Records from a dataset

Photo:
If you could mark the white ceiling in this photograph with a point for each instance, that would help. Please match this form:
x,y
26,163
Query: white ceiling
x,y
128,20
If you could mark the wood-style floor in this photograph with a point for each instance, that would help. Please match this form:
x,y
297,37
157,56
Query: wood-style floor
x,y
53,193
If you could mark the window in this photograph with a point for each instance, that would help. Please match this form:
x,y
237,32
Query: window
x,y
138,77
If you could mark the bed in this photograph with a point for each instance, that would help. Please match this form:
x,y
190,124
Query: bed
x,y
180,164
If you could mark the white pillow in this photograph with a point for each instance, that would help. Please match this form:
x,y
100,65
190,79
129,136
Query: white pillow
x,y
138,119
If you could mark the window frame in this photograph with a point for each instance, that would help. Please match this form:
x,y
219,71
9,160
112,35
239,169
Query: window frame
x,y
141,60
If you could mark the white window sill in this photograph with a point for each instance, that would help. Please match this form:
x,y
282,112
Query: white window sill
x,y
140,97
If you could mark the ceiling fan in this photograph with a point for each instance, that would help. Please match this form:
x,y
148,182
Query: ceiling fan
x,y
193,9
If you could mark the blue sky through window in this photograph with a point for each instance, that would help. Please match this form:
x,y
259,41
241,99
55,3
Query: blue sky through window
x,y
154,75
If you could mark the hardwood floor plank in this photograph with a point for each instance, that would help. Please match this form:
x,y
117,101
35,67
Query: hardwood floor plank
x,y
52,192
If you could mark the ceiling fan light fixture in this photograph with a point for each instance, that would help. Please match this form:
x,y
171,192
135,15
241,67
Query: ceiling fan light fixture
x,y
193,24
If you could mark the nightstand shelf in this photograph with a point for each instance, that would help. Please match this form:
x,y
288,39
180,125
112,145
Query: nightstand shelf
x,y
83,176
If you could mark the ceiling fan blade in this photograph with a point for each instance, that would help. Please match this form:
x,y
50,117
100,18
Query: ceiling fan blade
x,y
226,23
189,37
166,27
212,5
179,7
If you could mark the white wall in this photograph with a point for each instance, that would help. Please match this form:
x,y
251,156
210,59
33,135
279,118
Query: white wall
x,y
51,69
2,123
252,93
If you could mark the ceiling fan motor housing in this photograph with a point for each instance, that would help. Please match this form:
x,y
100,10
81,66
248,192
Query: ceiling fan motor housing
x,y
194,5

#### [REQUIREMENT]
Extract all the entries word for word.

#### [PROBLEM SOLUTION]
Photo:
If you could mark the white ceiling in this photograph with a point for each instance, that would help. Please match this form:
x,y
26,163
Query: white ceiling
x,y
128,20
If you could mark the wood-style floor in this photograph with a point for each instance, that would help. Please match this form:
x,y
297,37
157,56
Query: wood-style floor
x,y
53,193
If you could mark the window in this photograph with a point for each instance, that would help. Please match this form:
x,y
237,32
Query: window
x,y
138,77
If you could mark the bed in this photograph with a point for each instance, that would help. Please match this form:
x,y
190,124
Query: bed
x,y
180,164
If you could mark the white pillow in this photograph with a point for each instance, that would help. Please match this form:
x,y
100,65
190,79
129,136
Query: white pillow
x,y
138,119
If you could mark the window frame in this photograph with a point for each instance, that would help. Please match this form:
x,y
219,71
9,160
112,35
239,169
Query: window frame
x,y
141,60
If you could mark the white window sill in this photograph with a point for each instance, that would help. Please match this form:
x,y
282,112
Query: white window sill
x,y
140,97
If you could mark the ceiling fan in this photograph with a point for each instance, that would help. Please match this form:
x,y
148,182
Query: ceiling fan
x,y
193,9
If you could mark the blue sky through window in this photograph with a point for each instance, that would help. Please match this form:
x,y
259,41
241,99
55,3
Query: blue sky through window
x,y
154,75
If you could mark the hardwood floor plank in this photograph with a point for each instance, that would help. Please match this form:
x,y
117,101
35,67
Query: hardwood floor plank
x,y
52,192
If you could mark the ceiling fan light fixture in this photograph with a point for each instance, that would help. Please match this form:
x,y
171,192
135,15
241,67
Query: ceiling fan light fixture
x,y
193,24
If you could mark the nightstand shelf in this photograph with a point for each instance, that would help. Please match this form:
x,y
288,39
180,125
112,145
Query: nightstand shelf
x,y
83,176
If you could mark the ceiling fan blade in this photograph with a point for each instance, that would help. Please match this form:
x,y
50,117
100,18
Query: ceiling fan blade
x,y
226,23
189,37
166,27
212,5
179,7
If you could mark the white wall in this photograph with a point for each instance, that would help. Please match this form:
x,y
251,156
210,59
33,135
279,118
Query: white wall
x,y
51,69
2,123
252,93
If you could mark the ceiling fan motor housing in this photograph with a point for each instance, that would help. Please match this form:
x,y
100,10
81,66
248,192
Query: ceiling fan motor housing
x,y
194,5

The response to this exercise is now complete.